**Provided passage**:
------------------------------------------------------------------------

The article does not really mention that the growth in health care costs is going to accelerate anyway with an aging population, because older people cost more per capita in terms of their health care. Price ceilings facing such pressure are more likely, one would think, to result in market failure. There are other issues in the health care market -- information asymmetry and the very low price elasticity of demand for the most expensive (i.e. life saving) services.
Such traits of a market would normally lead to a high equilibrium price, so a price ceiling set low would only result in a stronger market distortion. One of the elements of the paper is the idea of marginal cost -- that government seeks via price controls to be a marginal cost consumer. Other consumers therefore need to supply much of the profit, leading to runaway costs.
The author notes that if the government refuses to pay above marginal cost, the more people going on government plans will transfer the costs on the smaller number of remaining consumers. Thus, the author notes that there is an opportunity cost of putting more people on Medicare/Medicaid (or implementing price ceilings, as these are the only ways to enact price ceilings in the U.S. system). This opportunity cost is that others will foot the bill.

------------------------------------------------------------------------

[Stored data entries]
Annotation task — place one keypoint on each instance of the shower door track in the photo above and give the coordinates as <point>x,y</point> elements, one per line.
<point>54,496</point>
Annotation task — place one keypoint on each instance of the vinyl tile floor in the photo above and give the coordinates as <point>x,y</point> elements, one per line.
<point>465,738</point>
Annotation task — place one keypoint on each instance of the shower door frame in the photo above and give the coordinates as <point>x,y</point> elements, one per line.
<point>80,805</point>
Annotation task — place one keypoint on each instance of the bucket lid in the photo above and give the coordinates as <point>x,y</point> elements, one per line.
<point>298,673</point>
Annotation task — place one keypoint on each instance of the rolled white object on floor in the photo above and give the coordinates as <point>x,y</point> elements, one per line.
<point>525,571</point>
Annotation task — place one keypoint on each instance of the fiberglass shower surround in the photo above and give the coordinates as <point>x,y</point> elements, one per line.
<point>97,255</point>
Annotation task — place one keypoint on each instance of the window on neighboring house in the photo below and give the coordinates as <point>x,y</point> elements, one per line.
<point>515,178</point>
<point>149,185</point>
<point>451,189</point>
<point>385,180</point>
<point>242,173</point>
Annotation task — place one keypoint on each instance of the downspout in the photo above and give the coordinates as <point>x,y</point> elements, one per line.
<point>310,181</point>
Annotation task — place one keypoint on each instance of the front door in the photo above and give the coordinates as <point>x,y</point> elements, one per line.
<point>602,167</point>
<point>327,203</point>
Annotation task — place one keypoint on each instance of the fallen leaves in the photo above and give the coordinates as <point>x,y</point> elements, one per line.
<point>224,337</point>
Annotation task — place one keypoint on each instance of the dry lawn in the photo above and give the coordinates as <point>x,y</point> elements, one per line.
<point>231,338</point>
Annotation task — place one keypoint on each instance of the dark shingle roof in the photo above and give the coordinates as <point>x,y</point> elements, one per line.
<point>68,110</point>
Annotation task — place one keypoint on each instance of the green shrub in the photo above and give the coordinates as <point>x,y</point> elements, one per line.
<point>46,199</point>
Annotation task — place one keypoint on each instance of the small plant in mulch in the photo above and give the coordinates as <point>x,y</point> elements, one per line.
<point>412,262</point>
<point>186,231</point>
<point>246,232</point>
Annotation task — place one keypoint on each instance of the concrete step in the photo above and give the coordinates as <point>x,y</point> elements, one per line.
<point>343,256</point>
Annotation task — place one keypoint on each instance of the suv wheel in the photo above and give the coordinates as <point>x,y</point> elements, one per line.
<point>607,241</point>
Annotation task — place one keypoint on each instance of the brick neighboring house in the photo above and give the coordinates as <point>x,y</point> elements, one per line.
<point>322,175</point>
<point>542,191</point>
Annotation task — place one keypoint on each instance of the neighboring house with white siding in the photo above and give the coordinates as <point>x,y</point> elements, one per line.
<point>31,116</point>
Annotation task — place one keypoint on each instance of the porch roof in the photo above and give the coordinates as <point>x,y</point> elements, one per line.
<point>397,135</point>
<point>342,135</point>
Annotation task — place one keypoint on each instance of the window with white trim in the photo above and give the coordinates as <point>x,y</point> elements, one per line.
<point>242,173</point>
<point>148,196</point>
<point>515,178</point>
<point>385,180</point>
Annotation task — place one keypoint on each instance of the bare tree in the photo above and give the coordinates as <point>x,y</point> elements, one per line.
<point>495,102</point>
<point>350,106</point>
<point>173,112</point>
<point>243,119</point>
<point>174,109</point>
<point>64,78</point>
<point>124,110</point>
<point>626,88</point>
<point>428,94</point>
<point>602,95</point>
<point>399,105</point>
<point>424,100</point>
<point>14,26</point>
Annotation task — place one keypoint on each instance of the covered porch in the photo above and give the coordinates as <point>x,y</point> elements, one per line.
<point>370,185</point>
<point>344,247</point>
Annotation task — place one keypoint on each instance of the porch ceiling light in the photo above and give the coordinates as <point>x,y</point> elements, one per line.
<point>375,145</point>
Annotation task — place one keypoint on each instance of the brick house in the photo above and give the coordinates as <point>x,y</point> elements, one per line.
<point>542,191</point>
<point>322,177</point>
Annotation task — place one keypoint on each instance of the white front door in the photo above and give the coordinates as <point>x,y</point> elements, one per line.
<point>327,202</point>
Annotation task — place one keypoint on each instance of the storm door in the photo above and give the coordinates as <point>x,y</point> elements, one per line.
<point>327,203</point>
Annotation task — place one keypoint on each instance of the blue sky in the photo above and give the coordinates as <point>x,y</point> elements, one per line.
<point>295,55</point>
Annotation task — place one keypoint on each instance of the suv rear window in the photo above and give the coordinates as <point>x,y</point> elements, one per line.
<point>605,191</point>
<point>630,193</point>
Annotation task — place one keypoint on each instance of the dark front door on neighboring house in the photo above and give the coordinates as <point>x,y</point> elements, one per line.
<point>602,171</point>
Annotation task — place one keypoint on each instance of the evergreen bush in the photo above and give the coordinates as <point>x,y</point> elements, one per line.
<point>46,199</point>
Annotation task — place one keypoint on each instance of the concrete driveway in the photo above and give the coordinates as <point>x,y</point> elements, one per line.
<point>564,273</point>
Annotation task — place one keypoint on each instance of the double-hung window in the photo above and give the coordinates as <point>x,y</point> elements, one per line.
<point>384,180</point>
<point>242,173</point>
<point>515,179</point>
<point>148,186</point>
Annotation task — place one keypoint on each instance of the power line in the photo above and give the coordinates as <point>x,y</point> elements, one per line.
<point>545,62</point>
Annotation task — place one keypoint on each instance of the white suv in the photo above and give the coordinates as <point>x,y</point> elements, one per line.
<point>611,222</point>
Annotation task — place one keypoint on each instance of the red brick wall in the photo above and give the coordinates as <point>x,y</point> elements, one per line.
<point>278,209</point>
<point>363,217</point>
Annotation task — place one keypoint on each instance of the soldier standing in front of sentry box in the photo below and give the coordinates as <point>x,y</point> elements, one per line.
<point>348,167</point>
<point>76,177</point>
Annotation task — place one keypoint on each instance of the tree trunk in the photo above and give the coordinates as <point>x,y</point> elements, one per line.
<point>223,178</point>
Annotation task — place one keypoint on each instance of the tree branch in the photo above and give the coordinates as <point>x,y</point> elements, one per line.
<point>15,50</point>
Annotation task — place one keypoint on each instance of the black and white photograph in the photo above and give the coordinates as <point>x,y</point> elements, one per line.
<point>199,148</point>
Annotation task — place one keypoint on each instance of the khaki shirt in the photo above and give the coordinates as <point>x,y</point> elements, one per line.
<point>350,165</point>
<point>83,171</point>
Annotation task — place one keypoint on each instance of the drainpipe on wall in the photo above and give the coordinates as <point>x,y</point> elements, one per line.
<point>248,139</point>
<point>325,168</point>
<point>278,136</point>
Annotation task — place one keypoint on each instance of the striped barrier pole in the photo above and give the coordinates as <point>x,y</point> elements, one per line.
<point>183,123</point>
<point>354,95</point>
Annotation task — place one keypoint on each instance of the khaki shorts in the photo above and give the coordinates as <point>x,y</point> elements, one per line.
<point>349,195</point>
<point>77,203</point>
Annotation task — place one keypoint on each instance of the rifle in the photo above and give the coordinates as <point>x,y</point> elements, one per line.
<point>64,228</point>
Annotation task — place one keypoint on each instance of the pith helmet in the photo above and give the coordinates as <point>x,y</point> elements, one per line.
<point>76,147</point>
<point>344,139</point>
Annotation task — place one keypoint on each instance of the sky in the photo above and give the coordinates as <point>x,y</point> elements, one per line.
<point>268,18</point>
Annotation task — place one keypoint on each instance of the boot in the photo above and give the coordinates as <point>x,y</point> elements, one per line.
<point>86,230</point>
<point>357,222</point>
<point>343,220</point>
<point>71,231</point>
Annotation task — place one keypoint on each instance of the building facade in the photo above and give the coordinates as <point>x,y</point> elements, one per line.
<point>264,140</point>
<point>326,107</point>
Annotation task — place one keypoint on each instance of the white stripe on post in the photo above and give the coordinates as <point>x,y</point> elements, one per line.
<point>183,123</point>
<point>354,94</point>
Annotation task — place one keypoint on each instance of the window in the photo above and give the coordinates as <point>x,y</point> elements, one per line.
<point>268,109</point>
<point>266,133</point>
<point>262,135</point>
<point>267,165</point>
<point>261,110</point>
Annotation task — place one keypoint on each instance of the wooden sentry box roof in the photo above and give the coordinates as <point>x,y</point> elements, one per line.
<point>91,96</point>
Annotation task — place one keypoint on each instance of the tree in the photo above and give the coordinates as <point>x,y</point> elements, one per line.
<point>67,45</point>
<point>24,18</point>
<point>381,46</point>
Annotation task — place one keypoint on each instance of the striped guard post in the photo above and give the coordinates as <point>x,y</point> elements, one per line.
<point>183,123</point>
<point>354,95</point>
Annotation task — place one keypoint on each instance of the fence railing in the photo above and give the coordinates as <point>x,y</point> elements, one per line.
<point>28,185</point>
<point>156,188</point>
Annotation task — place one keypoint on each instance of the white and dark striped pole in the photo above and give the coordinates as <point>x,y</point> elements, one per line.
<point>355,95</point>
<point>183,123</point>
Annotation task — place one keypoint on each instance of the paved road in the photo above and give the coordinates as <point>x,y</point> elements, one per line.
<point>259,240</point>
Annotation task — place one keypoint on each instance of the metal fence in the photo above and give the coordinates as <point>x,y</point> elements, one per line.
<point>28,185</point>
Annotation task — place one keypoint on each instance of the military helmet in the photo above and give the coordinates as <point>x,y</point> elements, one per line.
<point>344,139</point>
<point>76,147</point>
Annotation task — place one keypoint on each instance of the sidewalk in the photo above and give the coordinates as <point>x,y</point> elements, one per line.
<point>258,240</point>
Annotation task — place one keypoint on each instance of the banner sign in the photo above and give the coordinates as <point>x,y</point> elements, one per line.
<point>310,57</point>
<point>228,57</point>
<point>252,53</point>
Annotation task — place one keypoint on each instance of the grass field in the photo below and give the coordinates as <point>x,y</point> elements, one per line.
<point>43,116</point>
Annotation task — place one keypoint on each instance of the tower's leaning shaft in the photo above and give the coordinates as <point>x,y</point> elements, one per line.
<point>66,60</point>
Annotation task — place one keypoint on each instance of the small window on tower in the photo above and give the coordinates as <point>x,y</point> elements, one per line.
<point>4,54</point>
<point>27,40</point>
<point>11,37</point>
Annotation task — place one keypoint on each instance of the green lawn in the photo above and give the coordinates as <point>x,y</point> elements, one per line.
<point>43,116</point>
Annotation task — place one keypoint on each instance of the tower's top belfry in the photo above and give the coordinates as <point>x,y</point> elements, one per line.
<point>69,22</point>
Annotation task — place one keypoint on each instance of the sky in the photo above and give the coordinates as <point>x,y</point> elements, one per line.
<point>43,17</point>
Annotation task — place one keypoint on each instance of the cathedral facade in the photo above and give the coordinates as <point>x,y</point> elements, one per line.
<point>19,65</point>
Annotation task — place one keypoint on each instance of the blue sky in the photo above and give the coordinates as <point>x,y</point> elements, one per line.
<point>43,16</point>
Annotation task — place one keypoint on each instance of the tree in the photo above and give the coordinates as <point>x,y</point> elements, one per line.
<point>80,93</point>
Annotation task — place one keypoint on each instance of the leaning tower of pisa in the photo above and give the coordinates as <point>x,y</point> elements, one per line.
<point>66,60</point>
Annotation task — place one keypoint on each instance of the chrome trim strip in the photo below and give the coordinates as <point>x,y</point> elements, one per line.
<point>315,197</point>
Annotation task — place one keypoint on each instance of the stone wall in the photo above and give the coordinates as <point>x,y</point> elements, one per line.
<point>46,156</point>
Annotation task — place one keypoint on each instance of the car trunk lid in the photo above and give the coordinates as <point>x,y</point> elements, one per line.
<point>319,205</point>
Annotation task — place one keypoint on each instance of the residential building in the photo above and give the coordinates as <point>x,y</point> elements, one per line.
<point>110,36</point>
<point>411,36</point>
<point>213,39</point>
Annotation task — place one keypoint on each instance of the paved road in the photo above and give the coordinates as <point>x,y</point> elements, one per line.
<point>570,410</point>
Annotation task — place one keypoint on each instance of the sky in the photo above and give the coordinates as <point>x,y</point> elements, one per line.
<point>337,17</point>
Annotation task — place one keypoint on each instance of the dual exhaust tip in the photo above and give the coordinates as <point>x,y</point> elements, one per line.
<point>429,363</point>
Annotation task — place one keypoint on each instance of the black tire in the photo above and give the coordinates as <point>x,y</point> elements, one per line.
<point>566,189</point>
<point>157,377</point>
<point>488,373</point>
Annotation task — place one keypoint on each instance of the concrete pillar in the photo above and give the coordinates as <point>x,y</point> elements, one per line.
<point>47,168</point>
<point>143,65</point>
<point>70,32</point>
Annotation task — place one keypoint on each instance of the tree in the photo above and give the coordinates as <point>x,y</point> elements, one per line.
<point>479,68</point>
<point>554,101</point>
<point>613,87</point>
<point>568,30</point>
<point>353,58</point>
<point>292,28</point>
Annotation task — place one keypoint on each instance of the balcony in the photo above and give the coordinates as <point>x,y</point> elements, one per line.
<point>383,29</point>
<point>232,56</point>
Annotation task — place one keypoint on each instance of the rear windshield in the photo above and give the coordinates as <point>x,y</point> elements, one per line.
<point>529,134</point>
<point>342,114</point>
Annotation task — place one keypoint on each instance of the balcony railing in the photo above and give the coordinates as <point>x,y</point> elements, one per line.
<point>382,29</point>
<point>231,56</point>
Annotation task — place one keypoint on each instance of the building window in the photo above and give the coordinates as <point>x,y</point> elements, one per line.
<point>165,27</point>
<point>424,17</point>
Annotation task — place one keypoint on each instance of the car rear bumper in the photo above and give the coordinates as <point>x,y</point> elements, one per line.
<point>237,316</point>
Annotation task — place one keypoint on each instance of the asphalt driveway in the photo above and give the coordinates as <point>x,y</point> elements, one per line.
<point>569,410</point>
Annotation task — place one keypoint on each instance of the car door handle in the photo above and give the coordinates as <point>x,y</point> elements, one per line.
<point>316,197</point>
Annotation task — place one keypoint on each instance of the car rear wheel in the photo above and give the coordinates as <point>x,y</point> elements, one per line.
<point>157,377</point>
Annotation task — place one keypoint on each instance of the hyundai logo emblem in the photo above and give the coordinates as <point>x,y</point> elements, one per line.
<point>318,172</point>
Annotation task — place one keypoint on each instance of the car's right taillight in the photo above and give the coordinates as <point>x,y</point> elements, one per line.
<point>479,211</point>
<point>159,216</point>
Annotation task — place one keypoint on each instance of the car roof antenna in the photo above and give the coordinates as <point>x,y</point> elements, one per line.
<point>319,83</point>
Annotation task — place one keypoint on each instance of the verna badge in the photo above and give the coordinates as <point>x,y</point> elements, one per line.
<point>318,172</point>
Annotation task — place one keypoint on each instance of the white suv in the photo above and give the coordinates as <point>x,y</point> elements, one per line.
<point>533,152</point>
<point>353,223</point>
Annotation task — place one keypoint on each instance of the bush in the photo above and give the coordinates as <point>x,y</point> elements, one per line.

------------------------------------------------------------------------

**What you should do**: Please summarize the commentary on health care price ceilings in two sentences. This listing was taken from a separate source.

**Answer box**: The commentary holds that low price ceilings in health care are likely to bring market failure and stronger distortion, given costs that will climb with an aging population, information asymmetry, and very low price elasticity of demand for life-saving services. It notes the author's point that when government refuses to pay above marginal cost, moving more people onto Medicare/Medicaid shifts costs to the smaller number of remaining consumers, who then foot the bill.